── Excerpted data ──

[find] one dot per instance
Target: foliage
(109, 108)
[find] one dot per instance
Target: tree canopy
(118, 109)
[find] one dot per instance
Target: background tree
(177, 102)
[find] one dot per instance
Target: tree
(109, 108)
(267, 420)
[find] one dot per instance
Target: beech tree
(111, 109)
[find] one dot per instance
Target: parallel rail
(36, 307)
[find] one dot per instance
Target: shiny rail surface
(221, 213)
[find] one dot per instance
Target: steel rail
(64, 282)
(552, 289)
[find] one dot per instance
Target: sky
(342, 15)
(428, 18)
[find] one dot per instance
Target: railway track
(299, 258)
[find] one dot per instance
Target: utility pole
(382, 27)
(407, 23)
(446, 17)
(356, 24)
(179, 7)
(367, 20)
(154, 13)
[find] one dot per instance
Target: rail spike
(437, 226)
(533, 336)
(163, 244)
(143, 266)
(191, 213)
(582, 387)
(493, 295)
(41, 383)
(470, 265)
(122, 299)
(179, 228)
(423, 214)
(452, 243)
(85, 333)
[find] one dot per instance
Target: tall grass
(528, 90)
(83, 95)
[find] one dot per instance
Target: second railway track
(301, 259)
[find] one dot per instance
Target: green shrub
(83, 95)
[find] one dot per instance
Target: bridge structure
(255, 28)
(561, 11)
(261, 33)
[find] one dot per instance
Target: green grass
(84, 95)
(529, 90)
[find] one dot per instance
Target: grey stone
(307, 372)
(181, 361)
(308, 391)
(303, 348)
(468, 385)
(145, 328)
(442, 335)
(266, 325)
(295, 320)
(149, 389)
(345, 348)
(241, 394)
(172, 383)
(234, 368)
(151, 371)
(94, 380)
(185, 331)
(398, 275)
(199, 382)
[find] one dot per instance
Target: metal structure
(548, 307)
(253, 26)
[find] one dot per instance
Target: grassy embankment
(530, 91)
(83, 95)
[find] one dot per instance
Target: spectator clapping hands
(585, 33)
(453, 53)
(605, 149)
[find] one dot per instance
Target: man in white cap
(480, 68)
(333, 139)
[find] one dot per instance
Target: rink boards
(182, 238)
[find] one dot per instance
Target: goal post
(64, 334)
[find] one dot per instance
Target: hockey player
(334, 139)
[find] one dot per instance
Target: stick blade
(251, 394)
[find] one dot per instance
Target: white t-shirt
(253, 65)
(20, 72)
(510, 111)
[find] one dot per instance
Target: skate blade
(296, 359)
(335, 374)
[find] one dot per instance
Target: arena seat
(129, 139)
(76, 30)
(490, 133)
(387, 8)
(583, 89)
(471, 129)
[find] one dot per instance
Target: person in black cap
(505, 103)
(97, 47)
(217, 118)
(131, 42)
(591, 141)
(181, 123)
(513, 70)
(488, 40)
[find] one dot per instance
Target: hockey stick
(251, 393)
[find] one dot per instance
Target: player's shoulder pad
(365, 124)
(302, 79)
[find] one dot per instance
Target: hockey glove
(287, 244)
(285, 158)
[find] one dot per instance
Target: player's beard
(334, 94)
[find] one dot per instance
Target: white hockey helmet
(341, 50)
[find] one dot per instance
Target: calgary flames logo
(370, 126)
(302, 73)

───

_Work to complete_
For this exercise, give every entry again exactly as it appears.

_Exercise result_
[find] one dot per instance
Target: foliage
(109, 108)
[find] one dot per instance
Target: tree canopy
(118, 109)
[find] one dot per instance
Target: background tree
(177, 102)
[find] one dot per instance
Target: tree
(109, 108)
(267, 420)
[find] one dot per instance
Target: beech tree
(111, 109)
[find] one dot per instance
Target: parallel rail
(36, 307)
[find] one dot per instance
Target: shiny rail surface
(221, 213)
[find] one dot per instance
Target: steel rail
(64, 282)
(552, 289)
[find] one dot per instance
Target: sky
(342, 15)
(428, 18)
[find] one dot per instance
Target: railway track
(299, 258)
[find] one dot per instance
Target: utility pole
(382, 27)
(407, 23)
(446, 17)
(356, 24)
(179, 7)
(367, 20)
(154, 13)
[find] one dot per instance
Target: rail spike
(437, 226)
(533, 336)
(163, 244)
(143, 266)
(191, 213)
(582, 387)
(493, 295)
(41, 383)
(470, 265)
(122, 299)
(179, 228)
(423, 214)
(452, 243)
(85, 333)
[find] one dot per instance
Target: tall grass
(528, 90)
(83, 95)
[find] one dot per instance
Target: second railway track
(301, 259)
[find] one dot per instance
Target: green shrub
(83, 95)
[find] one dot per instance
Target: bridge structure
(255, 28)
(561, 11)
(261, 33)
[find] one dot per instance
Target: green grass
(84, 95)
(529, 90)
[find] one dot per instance
Target: grey stone
(307, 372)
(181, 361)
(308, 391)
(303, 348)
(468, 385)
(145, 328)
(442, 335)
(266, 325)
(295, 320)
(149, 389)
(345, 348)
(241, 394)
(172, 383)
(234, 368)
(151, 371)
(94, 380)
(185, 331)
(398, 275)
(199, 382)
[find] one dot per instance
Target: metal structure
(548, 307)
(253, 26)
[find] one dot per instance
Target: grassy embankment
(530, 91)
(83, 95)
[find] one dot per instance
Target: spectator clapping hands
(585, 33)
(453, 53)
(605, 149)
[find] one dot per instance
Target: man in white cap
(480, 68)
(333, 139)
[find] one dot per instance
Target: rink boards
(182, 238)
[find] one dot per instance
Target: goal post
(64, 334)
[find] one dot per instance
Target: hockey player
(334, 139)
[find] one dot per instance
Target: stick blade
(251, 394)
[find] one dot per instance
Target: white t-shirt
(253, 65)
(20, 72)
(510, 111)
[find] one dot per instance
Target: skate blade
(296, 359)
(335, 374)
[find] one dot per instance
Target: arena seat
(129, 139)
(76, 30)
(490, 133)
(387, 8)
(583, 89)
(471, 129)
[find] one dot per instance
Target: person in black cap
(505, 103)
(97, 47)
(217, 118)
(131, 42)
(591, 141)
(181, 123)
(513, 70)
(488, 40)
[find] one dot per instance
Target: hockey stick
(251, 393)
[find] one dot per instance
Target: player's shoulder pad
(365, 124)
(302, 79)
[find] one dot per instance
Target: hockey glove
(287, 244)
(285, 158)
[find] one dot per instance
Target: player's beard
(334, 94)
[find] one dot per instance
Target: white hockey helmet
(341, 50)
[find] one dot per instance
Target: calgary flames logo
(370, 126)
(302, 73)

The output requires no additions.